SOURCE EXTRACT: Begin

Senate Majority Leader Chuck Schumer and House Speaker Nancy Pelosi speak to reporters

Senate Majority Leader Chuck Schumer (D-N.Y.) and House Speaker Nancy Pelosi (D-Calif.) speak to reporters on April 28, 2022.

(Photo: Tom Williams/CQ-Roll Call, Inc. via Getty Images)

To Save Social Security and Medicare, Democrats Urged to Head Off GOP Debt Limit Ploy

"Not doing so would be massive political malpractice by Schumer and Pelosi," said one progressive strategist.

With Republicans threatening to use an impending fight over the debt ceiling to force cuts to Social Security and Medicare, Democratic leaders are facing growing pressure from progressives and rank-and-file lawmakers to head off the GOP ploy by significantly raising or eliminating the arbitrary federal borrowing limit.

A group of House Democrats led by Rep. Brendan Boyle (D-Pa.) is collecting signatures for a letter urging House Speaker Nancy Pelosi (D-Calif.) and Senate Majority Leader Chuck Schumer (D-N.Y.) to use the dwindling months of the current Congress to "take legislative action that will permanently undo the threat posed by the debt limit."

"It is no secret that Republicans will weaponize the debt ceiling the first chance they get."

"If the counterintuitive nature of the current debt ceiling process is not reason enough to drive change, then the prospect of Republicans sending our economy into default for political gain should be," reads the letter, which has thus far been signed by Reps. Pramila Jayapal (D-Wash.), Raul Grijalva (D-Ariz.), Hakeem Jeffries (D-N.Y), John Yarmuth (D-Ky.), and several others.

"It is no secret that Republicans will weaponize the debt ceiling the first chance they get," the letter adds. "In our view, the state of the U.S. economy is simply far too important for us to allow a scenario in which Republicans are able to even have the option to put our standing on the global stage in jeopardy for some perceived political gain."

The Democrats' call, first reported Friday by Punchbowl News, is backed by the progressive advocacy groups Indivisible and Social Security Works.

Potential solutions mentioned in the letter include authorizing the U.S. Treasury Department to unilaterally raise the debt limit--which dictates how much money the federal government can borrow to meet its obligations--and permanently eliminating the ceiling, a step progressives have long supported.

As Josh Bivens of the Economic Policy Institute wrote in a blog post amid last year's debt ceiling clash--which Democrats ultimately ended without GOP support by suspending the filibuster to raise the ceiling--the limit "serves no good economic purpose and plenty of malign ones."

Bivens argued that the "leverage the debt ceiling provides to those looking to enforce austerity is its greatest--and often most-overlooked--danger," pointing to the GOP's past success in securing passage of economically damaging legislation during debt limit fights.

"It is obvious that the U.S. should join the vast majority of rich countries around the world who don't have a debt ceiling," Bivens wrote. "It would be most straightforward if Congress would abolish it straightaway."

SOURCE EXTRACT: End
DATA LISTING: Begin

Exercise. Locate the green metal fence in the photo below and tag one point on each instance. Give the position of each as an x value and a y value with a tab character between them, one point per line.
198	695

DATA LISTING: End
DATA LISTING: Begin

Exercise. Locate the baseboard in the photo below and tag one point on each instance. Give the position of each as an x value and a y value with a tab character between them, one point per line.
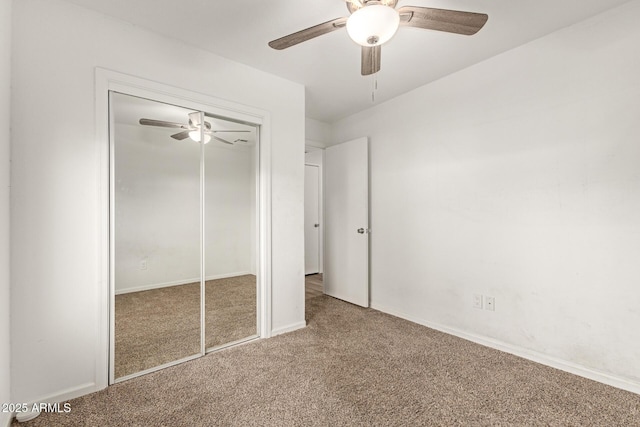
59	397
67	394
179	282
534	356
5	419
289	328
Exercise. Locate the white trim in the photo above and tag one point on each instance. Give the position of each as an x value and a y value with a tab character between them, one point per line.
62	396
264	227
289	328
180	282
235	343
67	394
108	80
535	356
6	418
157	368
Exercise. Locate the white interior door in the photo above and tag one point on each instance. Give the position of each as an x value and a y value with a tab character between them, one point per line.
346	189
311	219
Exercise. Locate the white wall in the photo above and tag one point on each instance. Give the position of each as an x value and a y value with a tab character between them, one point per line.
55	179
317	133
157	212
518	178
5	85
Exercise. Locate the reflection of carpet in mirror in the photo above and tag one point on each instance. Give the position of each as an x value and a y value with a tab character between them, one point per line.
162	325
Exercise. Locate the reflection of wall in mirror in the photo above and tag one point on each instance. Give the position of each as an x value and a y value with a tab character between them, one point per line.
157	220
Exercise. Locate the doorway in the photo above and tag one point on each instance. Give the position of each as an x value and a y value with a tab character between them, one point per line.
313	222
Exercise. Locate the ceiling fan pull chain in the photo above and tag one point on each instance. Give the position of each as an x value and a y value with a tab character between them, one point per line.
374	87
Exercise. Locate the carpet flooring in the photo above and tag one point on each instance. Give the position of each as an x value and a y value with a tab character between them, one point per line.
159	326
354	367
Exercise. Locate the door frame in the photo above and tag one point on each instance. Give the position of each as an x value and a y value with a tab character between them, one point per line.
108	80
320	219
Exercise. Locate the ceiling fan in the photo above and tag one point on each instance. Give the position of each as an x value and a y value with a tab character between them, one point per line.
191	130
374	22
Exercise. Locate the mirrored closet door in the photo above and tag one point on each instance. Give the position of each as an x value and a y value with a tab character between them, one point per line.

DATA LISTING: End
DATA LISTING: Begin

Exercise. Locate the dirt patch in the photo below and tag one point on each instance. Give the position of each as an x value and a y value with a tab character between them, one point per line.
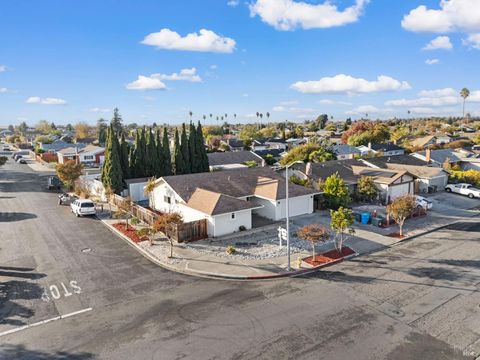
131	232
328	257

DATA LISTING: End

▶ [WHAT IS REQUIRED]
Continue the article above about Democrats and the debt limit, starting right after its final sentence.

▶ [OUTPUT OF THE TASK]
Fresh calls for Democrats to put a stop to the annual fights over the debt ceiling come as Republicans are vocally threatening to oppose raising the current borrowing limit of around $31.4 trillion--which the government is set to hit sometime next year--in order to force spending cuts, specifically targeting Social Security and Medicare.

"I think Republicans are uniformly in support of using that moment as an opportunity to do something about spending," Rep. Jim Banks (R-Ind.) told CBS News on Thursday, just two days after House Minority Leader Kevin McCarthy (R-Calif.) made similar comments in an interview with Punchbowl.

Time is running out for Democrats to diffuse the GOP threat to Social Security, Medicare, and the entire U.S. economy.

The Boyle letter stresses that with the November midterms less than three weeks away, the makeup of the next Congress is "not yet known." If Democrats lose the House or the Senate, the post-election lame-duck session will be the last chance they get to act without needing GOP support.

"Democrats could end this farce at any time and have not yet done so."

Whether Democrats will seize the opportunity to prevent Republican hostage-taking is far from clear. Two Democratic aides toldSemafor's Joseph Zeballos-Roig on Thursday that it is "unlikely the party will act in the lame-duck."

"It's within their power to pass a party-line bill before the next Congress that would effectively eliminate the debt ceiling by raising it to an astronomically high number, but members fear being attacked for the vote," Zeballos-Roig reported.

In a column on Thursday, The New Republic's Matt Ford lamented that "Democrats could end this farce at any time and have not yet done so."

"I don't mean to deny culpability on the Republicans' part in this state of affairs," Ford wrote. "It is absolutely the case that they can quite simply vote not to plunge the country into an economic depression when given the chance."

"But if January rolls around, a Republican-led Congress sweeps into power, and Democrats effectively hand over the hostage, the rope to tie them up with, and the gun to press to their left temple," he added, "they are the ones who will be truly responsible for what happens next."